TEXT
+ + + + + + +

Also, since knowledge collaborative propagation is a user-item interaction, insufficient learning of user-item representations will widen the error. In addition, the modeling of the implicit association of knowledge requires the interaction of knowledge graph triples, which can also amplify the error if the representation is not sufficiently learned. In order to minimize the problem of insufficient representation learning, contrastive learning techniques are usually introduced. However, the construction of positive samples for contrastive learning has some errors, which can lead to model performance degradation.

Contrastive learning realizes clustering semantically similar samples in the embedding space while separating irrelevant samples. However, the setting of the temperature coefficient τ significantly affects the performance of the model: too high a value of τ will lead to insufficient differentiation of negative samples in the loss function, while too low a value of τ will cause the model to pay too much attention to the hard samples and thus lead to overfitting; secondly, during the training process, most of the negative samples are easy to differentiate but do not make much contribution to the learning of the model. The real help for the model training is those hard to distinguish hard negative samples. How to effectively utilize these hard negative samples is the key to improving the performance of contrastive learning.

+ + + + + + +

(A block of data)
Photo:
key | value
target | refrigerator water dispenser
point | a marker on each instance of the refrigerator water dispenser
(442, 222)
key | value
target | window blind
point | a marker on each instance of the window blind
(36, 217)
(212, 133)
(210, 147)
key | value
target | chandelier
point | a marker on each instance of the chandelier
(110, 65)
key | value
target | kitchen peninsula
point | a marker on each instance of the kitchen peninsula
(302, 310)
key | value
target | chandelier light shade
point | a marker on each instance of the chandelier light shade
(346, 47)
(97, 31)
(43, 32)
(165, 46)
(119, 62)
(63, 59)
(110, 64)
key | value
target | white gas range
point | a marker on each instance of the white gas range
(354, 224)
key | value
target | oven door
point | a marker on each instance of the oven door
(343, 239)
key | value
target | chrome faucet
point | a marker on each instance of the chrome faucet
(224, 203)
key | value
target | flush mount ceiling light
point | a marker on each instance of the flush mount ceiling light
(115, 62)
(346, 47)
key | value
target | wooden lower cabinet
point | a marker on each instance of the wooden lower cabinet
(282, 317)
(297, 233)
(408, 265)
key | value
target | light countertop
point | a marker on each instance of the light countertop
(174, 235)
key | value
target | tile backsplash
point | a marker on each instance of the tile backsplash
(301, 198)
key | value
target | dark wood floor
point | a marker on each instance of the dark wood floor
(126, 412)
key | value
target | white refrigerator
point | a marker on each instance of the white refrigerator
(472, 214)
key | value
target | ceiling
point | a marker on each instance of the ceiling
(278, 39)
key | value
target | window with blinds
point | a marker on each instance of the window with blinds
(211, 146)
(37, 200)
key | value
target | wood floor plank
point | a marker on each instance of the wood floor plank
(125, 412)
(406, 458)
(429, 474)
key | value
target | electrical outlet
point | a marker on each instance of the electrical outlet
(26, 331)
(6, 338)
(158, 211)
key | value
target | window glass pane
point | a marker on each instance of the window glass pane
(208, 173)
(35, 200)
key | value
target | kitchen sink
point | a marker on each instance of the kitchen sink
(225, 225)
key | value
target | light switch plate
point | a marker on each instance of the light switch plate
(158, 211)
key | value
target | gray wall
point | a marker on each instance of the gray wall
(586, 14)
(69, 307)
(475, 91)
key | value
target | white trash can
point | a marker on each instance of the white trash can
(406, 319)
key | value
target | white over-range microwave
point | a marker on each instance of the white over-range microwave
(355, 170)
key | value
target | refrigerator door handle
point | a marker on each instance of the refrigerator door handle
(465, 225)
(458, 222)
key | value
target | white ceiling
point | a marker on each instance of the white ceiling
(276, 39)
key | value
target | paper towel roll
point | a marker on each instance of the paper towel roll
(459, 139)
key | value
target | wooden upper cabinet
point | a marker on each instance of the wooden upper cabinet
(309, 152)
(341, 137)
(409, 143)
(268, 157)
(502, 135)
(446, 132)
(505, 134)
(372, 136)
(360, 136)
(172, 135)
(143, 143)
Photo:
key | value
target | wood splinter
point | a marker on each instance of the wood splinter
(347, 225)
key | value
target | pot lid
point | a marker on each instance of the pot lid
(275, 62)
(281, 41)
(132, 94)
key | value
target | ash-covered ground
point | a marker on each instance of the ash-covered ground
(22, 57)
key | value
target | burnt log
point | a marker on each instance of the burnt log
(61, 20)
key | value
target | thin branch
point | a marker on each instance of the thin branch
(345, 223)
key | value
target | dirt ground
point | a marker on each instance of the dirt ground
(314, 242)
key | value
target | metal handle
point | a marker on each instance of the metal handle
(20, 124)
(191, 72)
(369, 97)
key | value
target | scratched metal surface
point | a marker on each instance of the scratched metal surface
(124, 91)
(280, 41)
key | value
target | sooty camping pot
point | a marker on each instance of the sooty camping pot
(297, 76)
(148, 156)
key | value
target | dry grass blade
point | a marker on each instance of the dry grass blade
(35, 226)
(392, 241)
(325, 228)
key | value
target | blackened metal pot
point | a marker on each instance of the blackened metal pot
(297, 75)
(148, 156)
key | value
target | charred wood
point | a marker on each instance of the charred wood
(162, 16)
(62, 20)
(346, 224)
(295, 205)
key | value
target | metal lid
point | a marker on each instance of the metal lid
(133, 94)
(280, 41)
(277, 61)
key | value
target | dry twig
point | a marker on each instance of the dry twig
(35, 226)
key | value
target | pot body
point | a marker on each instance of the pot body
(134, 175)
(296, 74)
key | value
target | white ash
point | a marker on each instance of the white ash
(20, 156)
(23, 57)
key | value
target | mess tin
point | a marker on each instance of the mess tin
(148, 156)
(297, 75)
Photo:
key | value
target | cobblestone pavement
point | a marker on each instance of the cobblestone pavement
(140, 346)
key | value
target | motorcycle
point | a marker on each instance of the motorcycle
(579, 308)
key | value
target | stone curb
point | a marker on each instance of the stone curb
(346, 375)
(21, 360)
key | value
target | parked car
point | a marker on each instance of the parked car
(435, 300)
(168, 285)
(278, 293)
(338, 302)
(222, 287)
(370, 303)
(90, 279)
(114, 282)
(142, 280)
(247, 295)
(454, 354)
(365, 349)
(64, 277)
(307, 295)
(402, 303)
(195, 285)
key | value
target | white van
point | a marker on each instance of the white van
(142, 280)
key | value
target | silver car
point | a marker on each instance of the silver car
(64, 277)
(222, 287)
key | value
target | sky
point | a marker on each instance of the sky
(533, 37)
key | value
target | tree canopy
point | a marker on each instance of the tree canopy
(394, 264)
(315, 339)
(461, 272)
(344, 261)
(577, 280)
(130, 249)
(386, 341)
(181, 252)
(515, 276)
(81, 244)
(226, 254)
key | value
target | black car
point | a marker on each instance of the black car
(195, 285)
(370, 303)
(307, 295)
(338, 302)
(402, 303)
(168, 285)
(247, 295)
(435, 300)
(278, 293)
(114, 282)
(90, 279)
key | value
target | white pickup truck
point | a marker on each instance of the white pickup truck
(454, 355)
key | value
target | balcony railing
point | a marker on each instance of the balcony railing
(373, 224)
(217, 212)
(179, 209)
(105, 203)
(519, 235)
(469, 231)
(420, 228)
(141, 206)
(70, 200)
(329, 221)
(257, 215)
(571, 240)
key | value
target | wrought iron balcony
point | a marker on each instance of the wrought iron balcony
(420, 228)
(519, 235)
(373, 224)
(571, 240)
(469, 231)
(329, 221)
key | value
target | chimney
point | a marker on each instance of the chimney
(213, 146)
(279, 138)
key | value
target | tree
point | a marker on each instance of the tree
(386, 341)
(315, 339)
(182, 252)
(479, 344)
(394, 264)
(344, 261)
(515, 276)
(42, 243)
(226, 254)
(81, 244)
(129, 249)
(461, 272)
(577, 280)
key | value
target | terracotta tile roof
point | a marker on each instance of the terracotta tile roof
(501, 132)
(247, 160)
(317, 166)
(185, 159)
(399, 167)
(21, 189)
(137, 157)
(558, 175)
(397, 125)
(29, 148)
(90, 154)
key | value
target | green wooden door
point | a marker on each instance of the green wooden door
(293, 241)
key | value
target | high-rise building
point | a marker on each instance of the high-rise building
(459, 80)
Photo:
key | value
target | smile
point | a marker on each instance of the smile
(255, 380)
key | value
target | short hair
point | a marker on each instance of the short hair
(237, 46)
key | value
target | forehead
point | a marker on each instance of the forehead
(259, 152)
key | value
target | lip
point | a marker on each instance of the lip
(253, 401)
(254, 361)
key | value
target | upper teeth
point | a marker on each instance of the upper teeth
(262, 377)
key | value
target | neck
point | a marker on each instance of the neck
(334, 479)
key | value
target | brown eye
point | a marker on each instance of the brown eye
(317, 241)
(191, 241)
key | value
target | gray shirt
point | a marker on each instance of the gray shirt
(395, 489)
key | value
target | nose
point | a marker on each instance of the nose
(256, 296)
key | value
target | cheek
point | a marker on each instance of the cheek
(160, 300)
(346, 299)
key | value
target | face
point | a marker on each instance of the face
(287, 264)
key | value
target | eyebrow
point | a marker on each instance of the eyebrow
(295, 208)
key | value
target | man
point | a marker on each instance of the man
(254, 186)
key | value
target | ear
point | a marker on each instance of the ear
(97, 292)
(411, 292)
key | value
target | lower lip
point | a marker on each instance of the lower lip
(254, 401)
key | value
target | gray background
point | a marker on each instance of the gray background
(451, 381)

+ + + + + + +

Summarize the passage on contrastive learning in two sentences.

Insufficient learning of user-item and knowledge graph representations amplifies errors in knowledge propagation, and although contrastive learning is usually introduced to address this, errors in constructing its positive samples can degrade model performance. The temperature coefficient τ strongly affects results, since too high a value under-differentiates negative samples and too low a value leads to overfitting, and effectively using hard negative samples is key to improving contrastive learning.